== Lines from a labeling dataset ==
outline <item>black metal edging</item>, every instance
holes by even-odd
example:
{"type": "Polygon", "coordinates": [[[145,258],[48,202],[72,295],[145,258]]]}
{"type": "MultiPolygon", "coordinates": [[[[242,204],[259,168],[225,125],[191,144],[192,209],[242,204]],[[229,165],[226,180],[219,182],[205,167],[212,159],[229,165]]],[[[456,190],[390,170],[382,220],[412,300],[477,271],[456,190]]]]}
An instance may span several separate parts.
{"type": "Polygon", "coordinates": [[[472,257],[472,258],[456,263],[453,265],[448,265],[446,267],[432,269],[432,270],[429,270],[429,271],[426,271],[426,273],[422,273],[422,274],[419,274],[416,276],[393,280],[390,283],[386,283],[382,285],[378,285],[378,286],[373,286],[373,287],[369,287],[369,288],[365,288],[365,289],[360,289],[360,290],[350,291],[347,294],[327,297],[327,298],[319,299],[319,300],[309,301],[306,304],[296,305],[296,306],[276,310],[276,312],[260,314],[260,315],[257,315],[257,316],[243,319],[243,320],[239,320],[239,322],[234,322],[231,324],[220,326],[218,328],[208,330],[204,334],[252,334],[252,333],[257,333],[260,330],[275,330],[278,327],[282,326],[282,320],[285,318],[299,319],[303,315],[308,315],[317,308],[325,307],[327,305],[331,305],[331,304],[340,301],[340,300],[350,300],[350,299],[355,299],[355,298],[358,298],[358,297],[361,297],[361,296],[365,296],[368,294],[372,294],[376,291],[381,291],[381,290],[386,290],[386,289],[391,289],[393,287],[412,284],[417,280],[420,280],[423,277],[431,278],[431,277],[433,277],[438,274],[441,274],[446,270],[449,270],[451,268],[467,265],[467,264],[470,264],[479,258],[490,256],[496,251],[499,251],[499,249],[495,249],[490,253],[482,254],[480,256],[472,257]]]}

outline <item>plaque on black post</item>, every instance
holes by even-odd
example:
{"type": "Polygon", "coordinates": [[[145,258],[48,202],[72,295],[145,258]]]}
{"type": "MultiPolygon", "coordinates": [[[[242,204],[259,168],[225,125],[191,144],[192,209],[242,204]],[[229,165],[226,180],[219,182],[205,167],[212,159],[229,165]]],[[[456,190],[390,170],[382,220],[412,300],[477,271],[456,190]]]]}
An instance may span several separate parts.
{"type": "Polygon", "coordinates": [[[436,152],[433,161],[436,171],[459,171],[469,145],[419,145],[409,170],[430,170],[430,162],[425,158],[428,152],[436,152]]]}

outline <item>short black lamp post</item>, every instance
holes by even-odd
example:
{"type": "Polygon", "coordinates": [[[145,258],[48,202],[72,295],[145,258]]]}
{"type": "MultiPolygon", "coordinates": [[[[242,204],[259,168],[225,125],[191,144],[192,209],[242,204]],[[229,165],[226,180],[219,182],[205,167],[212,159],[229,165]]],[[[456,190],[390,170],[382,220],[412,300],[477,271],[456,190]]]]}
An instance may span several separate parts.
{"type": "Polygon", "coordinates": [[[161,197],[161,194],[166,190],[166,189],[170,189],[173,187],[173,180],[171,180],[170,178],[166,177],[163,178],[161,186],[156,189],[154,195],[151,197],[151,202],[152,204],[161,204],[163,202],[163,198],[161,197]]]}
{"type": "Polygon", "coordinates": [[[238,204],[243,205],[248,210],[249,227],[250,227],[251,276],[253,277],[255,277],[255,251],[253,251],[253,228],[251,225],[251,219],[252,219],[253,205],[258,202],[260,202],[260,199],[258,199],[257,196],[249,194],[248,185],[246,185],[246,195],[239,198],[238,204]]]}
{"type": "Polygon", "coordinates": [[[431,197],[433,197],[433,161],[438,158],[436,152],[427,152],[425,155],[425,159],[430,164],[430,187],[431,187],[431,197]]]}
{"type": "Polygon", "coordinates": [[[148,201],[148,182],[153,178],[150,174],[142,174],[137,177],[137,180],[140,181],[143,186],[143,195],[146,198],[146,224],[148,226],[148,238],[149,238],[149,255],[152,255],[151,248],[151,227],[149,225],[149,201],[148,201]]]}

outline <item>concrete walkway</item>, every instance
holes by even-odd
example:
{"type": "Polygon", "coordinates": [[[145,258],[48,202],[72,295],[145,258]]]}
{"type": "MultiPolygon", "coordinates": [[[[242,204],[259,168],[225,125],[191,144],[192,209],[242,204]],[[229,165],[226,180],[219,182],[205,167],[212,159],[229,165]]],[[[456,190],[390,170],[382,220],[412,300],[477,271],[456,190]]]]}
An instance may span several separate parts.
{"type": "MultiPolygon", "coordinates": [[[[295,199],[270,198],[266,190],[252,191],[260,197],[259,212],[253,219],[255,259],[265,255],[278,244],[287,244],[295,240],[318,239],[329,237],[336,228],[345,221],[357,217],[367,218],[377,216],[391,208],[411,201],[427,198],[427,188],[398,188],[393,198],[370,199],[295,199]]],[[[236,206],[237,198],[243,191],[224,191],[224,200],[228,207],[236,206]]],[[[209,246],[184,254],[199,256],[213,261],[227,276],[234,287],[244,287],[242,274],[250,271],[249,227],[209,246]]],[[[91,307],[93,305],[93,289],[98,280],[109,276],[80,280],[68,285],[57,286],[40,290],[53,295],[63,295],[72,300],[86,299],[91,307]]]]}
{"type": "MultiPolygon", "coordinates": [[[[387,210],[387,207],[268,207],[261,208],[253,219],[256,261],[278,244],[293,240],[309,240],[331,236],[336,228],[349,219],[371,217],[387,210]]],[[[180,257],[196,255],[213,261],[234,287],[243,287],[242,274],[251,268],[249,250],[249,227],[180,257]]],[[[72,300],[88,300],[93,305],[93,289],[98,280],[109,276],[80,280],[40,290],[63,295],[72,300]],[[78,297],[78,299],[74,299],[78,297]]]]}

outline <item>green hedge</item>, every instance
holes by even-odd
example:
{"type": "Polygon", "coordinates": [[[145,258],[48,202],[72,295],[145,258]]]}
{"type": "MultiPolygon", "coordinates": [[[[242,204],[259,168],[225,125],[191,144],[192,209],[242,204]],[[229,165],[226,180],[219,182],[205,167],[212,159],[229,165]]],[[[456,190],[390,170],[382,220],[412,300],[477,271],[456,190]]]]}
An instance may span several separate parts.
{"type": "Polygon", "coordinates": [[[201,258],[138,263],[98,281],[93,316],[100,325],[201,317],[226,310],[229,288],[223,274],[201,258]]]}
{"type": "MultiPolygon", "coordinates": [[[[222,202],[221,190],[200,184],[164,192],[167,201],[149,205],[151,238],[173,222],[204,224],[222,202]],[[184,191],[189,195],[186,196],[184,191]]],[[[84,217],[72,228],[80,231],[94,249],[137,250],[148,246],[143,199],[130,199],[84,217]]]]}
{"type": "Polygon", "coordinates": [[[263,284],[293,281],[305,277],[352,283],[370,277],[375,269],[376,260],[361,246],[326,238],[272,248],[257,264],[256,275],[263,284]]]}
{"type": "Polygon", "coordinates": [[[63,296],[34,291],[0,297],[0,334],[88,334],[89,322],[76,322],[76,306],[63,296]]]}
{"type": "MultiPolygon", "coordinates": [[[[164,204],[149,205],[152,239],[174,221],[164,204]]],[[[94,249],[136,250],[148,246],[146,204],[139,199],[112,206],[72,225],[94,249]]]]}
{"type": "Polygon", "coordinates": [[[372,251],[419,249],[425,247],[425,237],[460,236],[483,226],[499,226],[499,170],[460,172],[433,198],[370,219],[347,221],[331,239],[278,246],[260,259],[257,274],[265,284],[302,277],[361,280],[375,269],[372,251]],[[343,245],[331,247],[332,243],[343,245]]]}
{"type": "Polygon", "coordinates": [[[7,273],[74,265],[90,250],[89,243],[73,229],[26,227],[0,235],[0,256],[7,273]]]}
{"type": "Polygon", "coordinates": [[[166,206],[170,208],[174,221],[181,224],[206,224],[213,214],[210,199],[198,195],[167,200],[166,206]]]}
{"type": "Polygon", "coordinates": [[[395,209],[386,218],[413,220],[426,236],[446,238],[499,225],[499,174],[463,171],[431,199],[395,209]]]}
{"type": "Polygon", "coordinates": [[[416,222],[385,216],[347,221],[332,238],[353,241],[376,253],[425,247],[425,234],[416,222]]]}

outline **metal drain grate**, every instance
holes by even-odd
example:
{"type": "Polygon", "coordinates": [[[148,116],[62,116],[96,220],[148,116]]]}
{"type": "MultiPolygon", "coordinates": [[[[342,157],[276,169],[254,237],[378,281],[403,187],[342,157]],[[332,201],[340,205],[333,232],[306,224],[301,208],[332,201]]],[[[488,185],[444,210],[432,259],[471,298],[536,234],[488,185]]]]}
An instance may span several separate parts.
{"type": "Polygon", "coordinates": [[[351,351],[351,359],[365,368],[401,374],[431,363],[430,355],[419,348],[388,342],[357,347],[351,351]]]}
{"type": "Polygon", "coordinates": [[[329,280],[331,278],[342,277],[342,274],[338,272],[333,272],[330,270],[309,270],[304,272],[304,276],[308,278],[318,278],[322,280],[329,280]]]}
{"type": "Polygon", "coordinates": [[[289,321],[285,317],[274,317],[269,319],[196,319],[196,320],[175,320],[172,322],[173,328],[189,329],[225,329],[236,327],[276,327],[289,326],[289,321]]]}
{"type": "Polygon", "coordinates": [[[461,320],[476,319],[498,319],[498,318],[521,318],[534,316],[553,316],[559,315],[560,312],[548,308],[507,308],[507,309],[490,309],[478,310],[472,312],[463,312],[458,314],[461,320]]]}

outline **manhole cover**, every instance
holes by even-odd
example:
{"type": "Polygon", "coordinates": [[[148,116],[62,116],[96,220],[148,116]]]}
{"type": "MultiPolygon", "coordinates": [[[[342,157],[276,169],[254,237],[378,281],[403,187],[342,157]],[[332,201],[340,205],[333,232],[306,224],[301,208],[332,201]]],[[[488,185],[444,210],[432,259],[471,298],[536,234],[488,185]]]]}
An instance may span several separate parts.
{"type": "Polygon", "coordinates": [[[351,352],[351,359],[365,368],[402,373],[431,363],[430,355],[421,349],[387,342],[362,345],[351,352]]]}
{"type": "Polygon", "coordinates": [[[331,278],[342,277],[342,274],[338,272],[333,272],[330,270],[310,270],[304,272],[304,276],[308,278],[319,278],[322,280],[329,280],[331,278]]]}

== Task to complete ==
Turn the lines into a numbered list, starting with the line that contains "outline **manhole cover**, every instance" and running through the last line, with blank lines skipped.

== Solution to this task ==
1. outline **manhole cover**, every instance
2. holes by even-odd
3. example:
4. {"type": "Polygon", "coordinates": [[[148,116],[62,116],[96,220],[148,116]]]}
5. {"type": "MultiPolygon", "coordinates": [[[[342,157],[276,169],[254,237],[378,281],[403,187],[342,157]],[[332,201],[340,205],[333,232],[306,224],[301,208],[332,201]]],[[[488,185],[444,210],[432,259],[471,298],[536,234],[488,185]]]]}
6. An instance may span several separate parts.
7. {"type": "Polygon", "coordinates": [[[351,352],[351,359],[365,368],[402,373],[431,363],[430,355],[421,349],[387,342],[362,345],[351,352]]]}
8. {"type": "Polygon", "coordinates": [[[331,278],[342,277],[342,274],[338,272],[333,272],[330,270],[310,270],[304,272],[304,276],[308,278],[319,278],[322,280],[329,280],[331,278]]]}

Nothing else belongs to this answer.